EXERCISE GOAL:
Please copy every line of the listing below word for word.

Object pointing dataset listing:
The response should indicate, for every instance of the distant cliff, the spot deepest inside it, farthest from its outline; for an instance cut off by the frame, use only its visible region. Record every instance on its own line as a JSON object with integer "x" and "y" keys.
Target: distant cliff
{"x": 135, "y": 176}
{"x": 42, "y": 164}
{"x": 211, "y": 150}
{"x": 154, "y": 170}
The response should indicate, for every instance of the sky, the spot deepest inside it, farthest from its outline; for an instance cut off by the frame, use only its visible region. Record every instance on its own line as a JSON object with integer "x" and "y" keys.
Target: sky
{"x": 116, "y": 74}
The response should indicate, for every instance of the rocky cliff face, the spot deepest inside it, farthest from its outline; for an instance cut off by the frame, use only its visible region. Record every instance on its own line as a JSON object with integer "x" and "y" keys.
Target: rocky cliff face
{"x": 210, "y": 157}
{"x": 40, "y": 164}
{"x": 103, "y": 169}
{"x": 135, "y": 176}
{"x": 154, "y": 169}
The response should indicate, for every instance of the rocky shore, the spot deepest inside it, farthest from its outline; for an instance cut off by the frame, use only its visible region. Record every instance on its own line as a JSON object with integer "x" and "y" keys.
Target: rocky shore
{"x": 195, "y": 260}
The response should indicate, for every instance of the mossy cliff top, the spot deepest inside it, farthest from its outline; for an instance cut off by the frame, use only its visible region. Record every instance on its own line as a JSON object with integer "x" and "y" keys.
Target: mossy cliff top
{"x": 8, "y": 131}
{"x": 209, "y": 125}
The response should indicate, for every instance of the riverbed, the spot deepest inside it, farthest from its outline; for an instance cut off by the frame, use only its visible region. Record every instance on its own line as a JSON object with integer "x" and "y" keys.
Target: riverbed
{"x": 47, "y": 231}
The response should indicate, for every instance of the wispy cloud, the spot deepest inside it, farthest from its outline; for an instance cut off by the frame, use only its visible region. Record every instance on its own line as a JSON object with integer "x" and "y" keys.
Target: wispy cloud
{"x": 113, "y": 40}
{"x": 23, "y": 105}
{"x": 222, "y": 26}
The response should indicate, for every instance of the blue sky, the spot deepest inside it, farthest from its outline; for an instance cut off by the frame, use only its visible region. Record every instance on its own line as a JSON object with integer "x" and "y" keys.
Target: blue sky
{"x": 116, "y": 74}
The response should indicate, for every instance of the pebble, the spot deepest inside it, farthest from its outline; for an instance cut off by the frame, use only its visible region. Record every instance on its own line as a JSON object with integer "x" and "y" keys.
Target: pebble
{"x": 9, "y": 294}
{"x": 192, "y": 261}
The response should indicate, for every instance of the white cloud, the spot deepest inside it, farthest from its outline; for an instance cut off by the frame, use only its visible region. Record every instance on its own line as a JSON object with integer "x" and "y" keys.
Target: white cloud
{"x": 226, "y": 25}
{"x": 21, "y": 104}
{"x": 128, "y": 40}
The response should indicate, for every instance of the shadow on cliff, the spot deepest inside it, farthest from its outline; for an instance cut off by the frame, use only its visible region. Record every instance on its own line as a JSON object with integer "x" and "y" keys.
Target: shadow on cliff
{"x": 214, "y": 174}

OUTPUT FOR THIS TASK:
The response should indicate, for every instance of the distant cliff, the spot deepest inside it, farthest from its outline; for an instance cut off by the frame, use only its visible region. Record every instance on its own line as a JSON object with integer "x" and "y" keys.
Target: distant cliff
{"x": 135, "y": 176}
{"x": 42, "y": 164}
{"x": 211, "y": 150}
{"x": 154, "y": 170}
The response should indicate, for every instance of the sky, the spot deepest inside it, farthest from its outline; for an instance cut off by the frame, use only its visible region. Record every instance on its own line as a JSON object with integer "x" and "y" keys.
Target: sky
{"x": 116, "y": 74}
The response should indicate, for every instance of the rocky cliff face, the spot deepest inside it, farthest from its outline; for an instance cut off by the frame, use only its visible region. Record every instance on its own line as a JSON object with integer "x" and "y" keys.
Target: rocky cliff face
{"x": 210, "y": 157}
{"x": 40, "y": 164}
{"x": 103, "y": 169}
{"x": 135, "y": 176}
{"x": 154, "y": 169}
The response should indicate, for every instance of the rocky shore, the spot deepest inside it, farthest from its outline; for an instance cut off by the frame, use only its visible region. Record every instance on its own line as a JSON object with integer "x" and "y" keys.
Target: rocky shore
{"x": 195, "y": 260}
The response should indicate, for every instance of the mossy cliff top, the spot deepest inside it, farthest from its outline; for an instance cut off by the frame, use only its visible region. Record every instance on its own line as a JSON object with integer "x" and "y" keys.
Target: mossy cliff top
{"x": 8, "y": 131}
{"x": 209, "y": 125}
The response should indicate, for every instance of the riverbed, the spot deepest inside it, farthest from its outline; for an instance cut off by the frame, use only its visible region. Record every instance on its own line as a JSON object with integer "x" and "y" keys.
Target: riverbed
{"x": 47, "y": 231}
The response should indicate, for every instance of the wispy cloud, the spot deepest inside it, farthest from its outline; for an instance cut off by the frame, use only its visible region. Record every instance on its own line as a JSON object with integer "x" and "y" keys.
Target: wispy cloud
{"x": 113, "y": 40}
{"x": 23, "y": 105}
{"x": 222, "y": 26}
The response should indicate, for every instance of the blue sky, the spot deepest inside it, farthest from its outline; for an instance cut off by the frame, use only its visible region. Record every instance on its own line as a JSON object with integer "x" and "y" keys.
Target: blue sky
{"x": 116, "y": 74}
The response should indicate, for every instance of the pebble, the spot deepest inside it, farthest from its outline; for an instance cut off by the frame, use only its visible region. Record every instance on its own line as a JSON object with integer "x" and "y" keys.
Target: pebble
{"x": 9, "y": 294}
{"x": 192, "y": 261}
The response should indicate, for every instance of the white cloud, the spot deepest inside it, farthest from its outline; for an instance cut off by the frame, use only its visible region. Record every instance on its own line as a JSON object with integer "x" and "y" keys.
Target: white cloud
{"x": 226, "y": 25}
{"x": 21, "y": 104}
{"x": 128, "y": 40}
The response should indicate, for every instance of the shadow on cliff, the spot deepest inside it, farthest from its outline; for an instance cut off by the frame, use only its visible region. Record every instance on its own line as a JSON object with integer "x" and "y" keys.
Target: shadow on cliff
{"x": 214, "y": 174}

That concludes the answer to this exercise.